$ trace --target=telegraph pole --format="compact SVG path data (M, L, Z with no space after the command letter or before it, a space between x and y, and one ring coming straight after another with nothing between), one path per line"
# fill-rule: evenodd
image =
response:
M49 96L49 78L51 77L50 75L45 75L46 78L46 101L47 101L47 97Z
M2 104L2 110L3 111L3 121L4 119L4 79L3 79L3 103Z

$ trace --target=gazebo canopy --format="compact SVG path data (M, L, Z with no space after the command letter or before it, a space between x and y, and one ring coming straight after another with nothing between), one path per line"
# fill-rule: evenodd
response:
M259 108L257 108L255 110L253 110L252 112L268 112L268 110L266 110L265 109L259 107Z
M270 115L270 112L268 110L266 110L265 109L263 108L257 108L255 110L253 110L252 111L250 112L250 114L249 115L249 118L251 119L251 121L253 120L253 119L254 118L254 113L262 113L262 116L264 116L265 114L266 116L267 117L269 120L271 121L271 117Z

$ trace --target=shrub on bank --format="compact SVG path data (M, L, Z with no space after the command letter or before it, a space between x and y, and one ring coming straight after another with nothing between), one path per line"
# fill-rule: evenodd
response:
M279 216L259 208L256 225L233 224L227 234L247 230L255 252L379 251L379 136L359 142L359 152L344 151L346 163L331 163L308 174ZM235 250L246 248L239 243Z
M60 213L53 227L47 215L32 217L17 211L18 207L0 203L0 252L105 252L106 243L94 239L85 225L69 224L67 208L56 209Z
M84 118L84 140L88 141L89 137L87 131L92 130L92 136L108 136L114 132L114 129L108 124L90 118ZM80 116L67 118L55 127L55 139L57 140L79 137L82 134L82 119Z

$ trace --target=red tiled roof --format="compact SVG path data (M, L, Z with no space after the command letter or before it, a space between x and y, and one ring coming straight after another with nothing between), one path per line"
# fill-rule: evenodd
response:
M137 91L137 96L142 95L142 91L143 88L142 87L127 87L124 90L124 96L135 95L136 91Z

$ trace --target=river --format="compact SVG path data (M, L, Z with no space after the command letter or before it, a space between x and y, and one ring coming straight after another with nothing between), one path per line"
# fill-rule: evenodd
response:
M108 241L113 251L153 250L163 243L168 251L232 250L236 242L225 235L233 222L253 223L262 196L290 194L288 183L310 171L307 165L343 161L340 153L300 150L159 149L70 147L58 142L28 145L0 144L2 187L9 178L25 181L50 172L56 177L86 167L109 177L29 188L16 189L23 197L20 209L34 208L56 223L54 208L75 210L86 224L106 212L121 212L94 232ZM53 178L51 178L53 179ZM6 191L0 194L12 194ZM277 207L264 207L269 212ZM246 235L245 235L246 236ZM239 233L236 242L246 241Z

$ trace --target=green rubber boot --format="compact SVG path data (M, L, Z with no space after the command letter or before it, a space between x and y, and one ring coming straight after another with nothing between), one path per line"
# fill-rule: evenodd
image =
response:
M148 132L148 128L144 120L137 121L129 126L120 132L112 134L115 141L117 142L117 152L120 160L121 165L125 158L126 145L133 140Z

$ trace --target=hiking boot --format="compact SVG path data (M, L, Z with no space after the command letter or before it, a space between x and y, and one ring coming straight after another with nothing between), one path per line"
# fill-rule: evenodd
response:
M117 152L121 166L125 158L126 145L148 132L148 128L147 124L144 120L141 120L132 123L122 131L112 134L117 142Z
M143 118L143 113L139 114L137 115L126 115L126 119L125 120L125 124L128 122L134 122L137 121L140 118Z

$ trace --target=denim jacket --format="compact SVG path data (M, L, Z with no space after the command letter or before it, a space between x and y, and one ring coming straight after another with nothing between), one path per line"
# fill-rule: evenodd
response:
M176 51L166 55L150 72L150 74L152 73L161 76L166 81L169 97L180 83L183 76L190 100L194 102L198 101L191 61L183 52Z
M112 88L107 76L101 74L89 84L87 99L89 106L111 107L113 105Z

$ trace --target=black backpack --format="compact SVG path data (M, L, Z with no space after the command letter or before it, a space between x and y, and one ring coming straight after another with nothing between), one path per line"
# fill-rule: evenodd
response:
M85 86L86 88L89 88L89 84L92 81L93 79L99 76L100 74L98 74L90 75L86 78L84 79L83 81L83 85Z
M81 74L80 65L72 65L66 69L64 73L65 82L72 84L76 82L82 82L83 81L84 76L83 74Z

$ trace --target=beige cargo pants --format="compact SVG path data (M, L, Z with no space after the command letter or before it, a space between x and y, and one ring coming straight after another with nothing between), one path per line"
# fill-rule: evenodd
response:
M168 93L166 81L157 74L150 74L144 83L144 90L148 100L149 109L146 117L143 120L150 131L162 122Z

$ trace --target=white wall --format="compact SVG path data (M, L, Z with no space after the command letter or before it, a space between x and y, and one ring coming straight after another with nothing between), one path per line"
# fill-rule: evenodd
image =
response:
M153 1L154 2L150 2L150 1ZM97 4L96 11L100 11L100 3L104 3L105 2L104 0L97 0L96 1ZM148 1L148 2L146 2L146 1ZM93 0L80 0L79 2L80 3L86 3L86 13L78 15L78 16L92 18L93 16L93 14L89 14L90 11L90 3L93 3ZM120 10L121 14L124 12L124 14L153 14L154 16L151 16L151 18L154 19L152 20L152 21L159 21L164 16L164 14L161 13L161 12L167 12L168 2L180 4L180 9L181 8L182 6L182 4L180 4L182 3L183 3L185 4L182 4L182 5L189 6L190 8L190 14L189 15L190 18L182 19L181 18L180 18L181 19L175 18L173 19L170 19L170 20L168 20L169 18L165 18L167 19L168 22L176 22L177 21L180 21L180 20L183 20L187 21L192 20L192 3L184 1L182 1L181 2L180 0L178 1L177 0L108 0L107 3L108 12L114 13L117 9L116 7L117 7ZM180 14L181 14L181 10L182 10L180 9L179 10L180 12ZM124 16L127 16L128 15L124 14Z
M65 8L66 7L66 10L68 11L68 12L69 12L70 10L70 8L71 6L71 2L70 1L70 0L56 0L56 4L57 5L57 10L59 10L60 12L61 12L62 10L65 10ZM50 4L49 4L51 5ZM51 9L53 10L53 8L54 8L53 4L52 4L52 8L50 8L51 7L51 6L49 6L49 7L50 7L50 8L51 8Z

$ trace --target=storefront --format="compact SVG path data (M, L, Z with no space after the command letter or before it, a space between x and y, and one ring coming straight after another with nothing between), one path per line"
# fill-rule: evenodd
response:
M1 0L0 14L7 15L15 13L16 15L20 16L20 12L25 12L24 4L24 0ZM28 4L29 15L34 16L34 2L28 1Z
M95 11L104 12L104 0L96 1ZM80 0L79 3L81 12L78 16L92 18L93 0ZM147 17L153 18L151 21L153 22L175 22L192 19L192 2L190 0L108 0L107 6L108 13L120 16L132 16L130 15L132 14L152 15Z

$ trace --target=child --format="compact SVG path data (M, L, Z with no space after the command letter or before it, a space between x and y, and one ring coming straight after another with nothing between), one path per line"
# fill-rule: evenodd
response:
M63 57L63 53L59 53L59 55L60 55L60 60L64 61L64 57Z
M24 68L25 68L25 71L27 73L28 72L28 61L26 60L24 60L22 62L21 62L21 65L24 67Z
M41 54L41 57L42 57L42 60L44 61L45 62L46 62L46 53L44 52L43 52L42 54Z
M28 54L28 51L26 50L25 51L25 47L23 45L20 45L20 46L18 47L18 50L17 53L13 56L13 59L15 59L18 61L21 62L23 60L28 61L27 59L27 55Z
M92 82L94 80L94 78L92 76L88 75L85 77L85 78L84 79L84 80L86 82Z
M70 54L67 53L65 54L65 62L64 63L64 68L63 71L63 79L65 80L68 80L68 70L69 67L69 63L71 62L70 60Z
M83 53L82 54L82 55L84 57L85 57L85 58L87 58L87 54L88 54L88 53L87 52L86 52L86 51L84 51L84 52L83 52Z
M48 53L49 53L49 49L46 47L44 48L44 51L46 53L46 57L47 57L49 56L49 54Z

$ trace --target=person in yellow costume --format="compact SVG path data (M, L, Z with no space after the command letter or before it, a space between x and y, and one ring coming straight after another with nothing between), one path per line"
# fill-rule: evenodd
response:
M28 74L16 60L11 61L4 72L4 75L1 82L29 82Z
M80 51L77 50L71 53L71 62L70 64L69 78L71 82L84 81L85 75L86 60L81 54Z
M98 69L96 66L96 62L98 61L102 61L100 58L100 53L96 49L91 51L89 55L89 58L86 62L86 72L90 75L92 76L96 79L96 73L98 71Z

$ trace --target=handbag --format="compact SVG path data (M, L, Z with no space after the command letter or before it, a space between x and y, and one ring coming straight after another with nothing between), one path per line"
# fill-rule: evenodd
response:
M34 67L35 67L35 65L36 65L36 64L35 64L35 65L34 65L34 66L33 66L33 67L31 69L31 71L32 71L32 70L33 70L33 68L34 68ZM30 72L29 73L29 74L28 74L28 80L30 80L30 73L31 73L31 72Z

**EXERCISE BRIEF:**
Rewrite the material as a Markdown table with the columns Row and Line, starting at its first line and ending at the line that contains "M2 104L2 110L3", with both ends included. Number each line and leave out any blank lines.

**ANSWER FOR THIS EXERCISE:**
| Row | Line |
|---|---|
| 1 | $ trace --target=telegraph pole --format="compact SVG path data (M, L, Z with no space after the command letter or before it, a space between x and y, and one ring coming straight after another with nothing between), one path per line" |
| 2 | # fill-rule: evenodd |
| 3 | image = |
| 4 | response: |
| 5 | M49 96L49 78L51 77L50 75L45 75L46 78L46 101L47 101L47 97Z |
| 6 | M2 104L2 110L3 111L3 121L4 119L4 79L3 79L3 103Z |